= What the exercise asks =
The records that follow are to be copied word for word. Pictures should be omitted.

(Referring expression pointing data)
========

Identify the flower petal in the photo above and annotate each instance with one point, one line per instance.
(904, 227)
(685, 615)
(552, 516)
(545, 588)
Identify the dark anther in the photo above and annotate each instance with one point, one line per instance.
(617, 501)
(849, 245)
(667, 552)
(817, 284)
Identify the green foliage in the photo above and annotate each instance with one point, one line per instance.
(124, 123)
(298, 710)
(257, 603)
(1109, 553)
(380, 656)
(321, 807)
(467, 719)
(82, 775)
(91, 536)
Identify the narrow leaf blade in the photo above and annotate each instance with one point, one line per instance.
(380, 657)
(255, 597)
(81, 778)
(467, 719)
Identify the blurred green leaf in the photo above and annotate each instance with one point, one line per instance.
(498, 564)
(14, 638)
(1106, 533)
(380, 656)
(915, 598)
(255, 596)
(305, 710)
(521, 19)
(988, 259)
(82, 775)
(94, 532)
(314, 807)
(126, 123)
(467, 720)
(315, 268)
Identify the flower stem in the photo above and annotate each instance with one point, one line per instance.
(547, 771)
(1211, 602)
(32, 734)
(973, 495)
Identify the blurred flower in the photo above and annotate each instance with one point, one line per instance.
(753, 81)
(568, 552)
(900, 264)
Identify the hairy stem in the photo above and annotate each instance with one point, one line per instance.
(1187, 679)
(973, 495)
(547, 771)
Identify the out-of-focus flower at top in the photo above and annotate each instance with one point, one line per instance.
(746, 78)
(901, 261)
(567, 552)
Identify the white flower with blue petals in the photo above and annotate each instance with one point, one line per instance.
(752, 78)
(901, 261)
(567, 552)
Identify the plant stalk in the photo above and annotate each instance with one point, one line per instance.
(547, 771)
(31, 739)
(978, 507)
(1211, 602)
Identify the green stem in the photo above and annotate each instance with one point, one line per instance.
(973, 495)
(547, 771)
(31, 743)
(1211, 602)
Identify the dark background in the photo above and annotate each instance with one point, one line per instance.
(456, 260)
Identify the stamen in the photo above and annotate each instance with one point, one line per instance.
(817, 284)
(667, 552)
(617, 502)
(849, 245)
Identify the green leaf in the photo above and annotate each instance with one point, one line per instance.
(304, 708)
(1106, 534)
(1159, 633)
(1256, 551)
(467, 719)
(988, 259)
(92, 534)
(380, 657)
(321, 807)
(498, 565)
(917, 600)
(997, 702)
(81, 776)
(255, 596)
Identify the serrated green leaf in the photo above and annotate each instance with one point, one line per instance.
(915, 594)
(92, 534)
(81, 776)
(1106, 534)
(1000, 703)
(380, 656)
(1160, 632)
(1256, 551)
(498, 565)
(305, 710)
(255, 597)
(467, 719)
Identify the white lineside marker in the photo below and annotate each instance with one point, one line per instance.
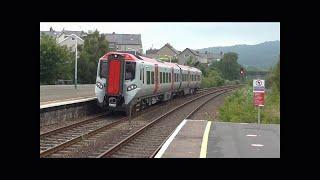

========

= Exercise answer =
Identify the flower petal in the photo above and annotate each instance with one point, one line per instance.
(904, 227)
(685, 615)
(552, 516)
(545, 588)
Identify the dark anther in the photo above and annotate each instance with one point, one line per instance.
(617, 501)
(849, 245)
(667, 552)
(817, 284)
Identify the green foliage in the photo above and annotate each instance with one point, one line per instance.
(124, 123)
(298, 710)
(257, 603)
(1109, 553)
(380, 656)
(321, 807)
(467, 719)
(82, 775)
(91, 536)
Identify the narrow leaf blade in the photo above and annotate each instance with one point, one line per instance.
(380, 657)
(255, 597)
(81, 778)
(467, 719)
Identify the blurred green leaf in the photo above and annotate each instance with one point, one line per instance.
(498, 564)
(14, 638)
(1106, 533)
(380, 656)
(915, 598)
(255, 596)
(305, 710)
(521, 19)
(988, 259)
(82, 775)
(94, 532)
(314, 807)
(126, 123)
(467, 720)
(315, 268)
Identify the flower stem in the photo above and annotate each instance with one point, one line per instance.
(547, 771)
(1211, 602)
(32, 734)
(973, 495)
Identify the blurred flower in the photo above and annotate each instance with one point, one line per instance.
(753, 81)
(568, 552)
(900, 264)
Identify the hairy stem in the photo above and annotate each instance with one point, one line per instance.
(1187, 679)
(973, 495)
(547, 771)
Identify the out-of-focus flower at top in the photo above and annotate each instance with one point, one line per instance.
(746, 78)
(901, 261)
(567, 552)
Identify the white flower with blue petals in the photo above and annotate each instance with one point, one line per instance.
(752, 78)
(901, 261)
(567, 552)
Identify the plant stalk in the photo above and annotate each instance with one point, one line per instance.
(547, 771)
(31, 739)
(978, 507)
(1211, 602)
Identify the green stem in the photo above and annotate each instance with one point, one line per instance.
(973, 495)
(547, 771)
(31, 743)
(1211, 602)
Identify the dark background in the photo above and annotate each instance with one point, one line per instance.
(456, 260)
Identify the stamen in the photo above and annotate each instance with one point, one line per instance.
(817, 284)
(667, 552)
(617, 502)
(849, 245)
Identify the green leaf in the photo above and annotate each instance with one point, one line per instance.
(304, 708)
(1106, 534)
(1159, 633)
(1256, 551)
(467, 719)
(988, 259)
(92, 534)
(380, 657)
(321, 807)
(498, 565)
(917, 600)
(997, 702)
(81, 776)
(255, 596)
Identify the serrated green leaf in the photo above and annotate each instance with one point, one line per instance.
(915, 594)
(92, 534)
(81, 776)
(1106, 534)
(1000, 703)
(380, 656)
(1160, 632)
(1256, 551)
(498, 565)
(305, 710)
(255, 597)
(467, 719)
Identify the white lineside marker in the photo below and annotate each instance with one point, one line per instance.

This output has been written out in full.